# Jobs
1 – In the bond problems, what is the current market price of the JL Motors bond?
2 – Do these statements agree with the bond problems? (a) The JL Motors bond matures in 7 years. (b) Blue Water bonds pay interest once a year. (c) The six-year bond selling for $991.38 has a coupon rate of 9.00 percent. Answer yes or no for each, quoting the deciding words.
3 – Can you proceed with the bond problems from the point where they stop?

A six-year, semiannual coupon bond is selling for $991.38. The bond has a face value of $1,000 and a yield to maturity of 9.19 percent. What is the coupon rate?

PV = $991.38 = PMT ×{(1 - {1 / [1 + (.0919/ 2)]12}) / (.0919 / 2)} + $1,000 / [1 + ( .0919/ 2)]12 PMT = $45.00 Coupon rate = (2 ×$45.00) / $1,000 = .0900, or 9.00 percent

The 4.5 percent bond of JL Motors has a face value of $1,000, a maturity of 7 years, semiannual interest payments, and a yield to maturity of 6.23 percent. What is the current market price of the bond?

PV = [(.045 × $1,000)/ 2] ×{(1 - {1 / [1 + (.0623/ 2)]14}) / (.0623 / 2)} + $1,000 / [1 + ( .0623 / 2)]14 PV = $903.05

Blue Water bonds have a face value of $1,000, a coupon rate of 6.5 percent, semiannual interest payments, and mature in 11.5 years. What is the current price of these bonds if the yield to maturity is 6.36 percent?

PV = [(.065 × $1,000) / 2]×{(1 - {1 / [1 + (.0636/ 2)]23}) / (.0636 / 2)} + $1,000 / [1 + (.0636 /2)]23 PV= $1,011.30

A $1,000 face value bond currently has a yield to maturity of 8.22 percent. The bond matures in five years and pays interest semiannually. The coupon rate is7.5 percent. What is the current price of this bond?

# Entries
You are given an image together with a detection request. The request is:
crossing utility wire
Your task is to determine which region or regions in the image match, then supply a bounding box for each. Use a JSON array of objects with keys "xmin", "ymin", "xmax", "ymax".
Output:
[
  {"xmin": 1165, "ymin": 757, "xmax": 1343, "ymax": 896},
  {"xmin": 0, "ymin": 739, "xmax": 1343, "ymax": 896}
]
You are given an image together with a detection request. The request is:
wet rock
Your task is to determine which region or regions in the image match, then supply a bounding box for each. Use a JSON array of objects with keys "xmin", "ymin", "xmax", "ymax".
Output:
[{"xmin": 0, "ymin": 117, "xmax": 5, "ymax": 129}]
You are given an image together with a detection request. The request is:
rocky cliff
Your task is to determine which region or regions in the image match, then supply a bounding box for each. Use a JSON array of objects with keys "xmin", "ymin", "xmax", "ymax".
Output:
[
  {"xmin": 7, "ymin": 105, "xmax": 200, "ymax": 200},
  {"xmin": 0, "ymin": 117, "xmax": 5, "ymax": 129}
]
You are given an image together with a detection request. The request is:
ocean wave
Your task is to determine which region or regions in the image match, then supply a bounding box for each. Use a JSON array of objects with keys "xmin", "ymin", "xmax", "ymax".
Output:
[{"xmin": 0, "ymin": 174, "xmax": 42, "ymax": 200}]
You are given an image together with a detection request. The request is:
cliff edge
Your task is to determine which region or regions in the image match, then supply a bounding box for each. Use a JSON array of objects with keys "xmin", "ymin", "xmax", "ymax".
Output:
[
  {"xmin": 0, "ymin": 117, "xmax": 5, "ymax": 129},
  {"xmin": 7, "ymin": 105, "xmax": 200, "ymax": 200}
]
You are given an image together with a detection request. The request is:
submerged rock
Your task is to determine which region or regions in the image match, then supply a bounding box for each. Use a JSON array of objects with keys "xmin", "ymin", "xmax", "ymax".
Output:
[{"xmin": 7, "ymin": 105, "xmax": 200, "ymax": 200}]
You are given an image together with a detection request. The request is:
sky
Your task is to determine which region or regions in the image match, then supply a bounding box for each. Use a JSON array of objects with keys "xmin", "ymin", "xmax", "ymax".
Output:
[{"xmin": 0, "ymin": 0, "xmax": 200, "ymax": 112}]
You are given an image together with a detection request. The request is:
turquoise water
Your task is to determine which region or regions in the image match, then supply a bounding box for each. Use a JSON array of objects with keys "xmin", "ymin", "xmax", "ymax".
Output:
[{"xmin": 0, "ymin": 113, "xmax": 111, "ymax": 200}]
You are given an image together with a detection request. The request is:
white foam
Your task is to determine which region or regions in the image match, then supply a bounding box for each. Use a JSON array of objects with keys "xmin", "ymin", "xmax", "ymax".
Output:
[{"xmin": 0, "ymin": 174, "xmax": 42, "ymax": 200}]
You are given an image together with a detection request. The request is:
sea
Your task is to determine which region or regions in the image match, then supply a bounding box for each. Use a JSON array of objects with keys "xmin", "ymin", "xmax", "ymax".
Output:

# Results in order
1 – $903.05

2 –
(a) Yes: "a maturity of 7 years"
(b) No: "semiannual interest payments"
(c) Yes: "Coupon rate = (2 ×$45.00) / $1,000 = .0900, or 9.00 percent"

3 –
PV = [(.075 × $1,000)/ 2] ×{(1 - {1 / [1 + (.0822/ 2)]10}) / (.0822 / 2)} + $1,000 / [1 + ( .0822/ 2)]10 PV= $970.96

A bond's indenture agreement generally includes all of the following except the:

names of registered shareholders.

The Timberlake-Jackson Wardrobe Co. has 11.5 percent coupon bonds on the market with nine years left to maturity. The bonds make annual payments and have a par value of $1,000. If the bonds currently sell for $1,136.78, what is the YTM?

R = YTM = 9.20%

What term is used to describe an account that a bond trustee manages for the sole purpose of redeeming bonds early?

Sinking fund

Which one of the following statements concerning sinking funds is correct?

Sinking funds may be used to purchase bonds in the open market.

Volbeat Corporation has bonds on the market with 14 years to maturity, a YTM of 10.1 percent, a par value of $1,000, and a current price of $952. The bonds make semiannual payments. What must the coupon rate be on the bonds?

Solving for the coupon payment, we get: C = $47.26 Since this is the semiannual payment, the annual coupon payment is: 2 × $47.26 = $94.52 And the coupon rate is the coupon payment divided by par value, so: Coupon rate = $94.52 / $1,000 Coupon rate = .0945, or 9.45%

Which one of the following types of bonds should an investor purchase if he or she is primarily concerned about ensuring that bond ownership will increase his or her purchasing power?

TIPS

What condition must exist if a bond's coupon rate is to equal both the bond's current yield and its yield to maturity? Assume the market rate of interest for this bond is positive.

The bond must be priced at par.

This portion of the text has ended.